■ Task directions:
Convert the records below into a JSON list of strings, with one string for each line and no blank lines.

■ Data excerpts:
----------

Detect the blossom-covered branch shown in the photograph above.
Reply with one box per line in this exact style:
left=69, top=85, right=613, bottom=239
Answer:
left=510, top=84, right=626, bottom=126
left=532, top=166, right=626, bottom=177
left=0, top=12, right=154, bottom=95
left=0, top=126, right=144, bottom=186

----------

■ Solved problem:
[
  "Detect the blossom-covered branch shown in the photograph above.",
  "Reply with one box per line in this exact style:",
  "left=69, top=85, right=613, bottom=239",
  "Answer:",
  "left=510, top=84, right=626, bottom=126",
  "left=532, top=166, right=626, bottom=177",
  "left=0, top=12, right=154, bottom=95",
  "left=0, top=126, right=144, bottom=186"
]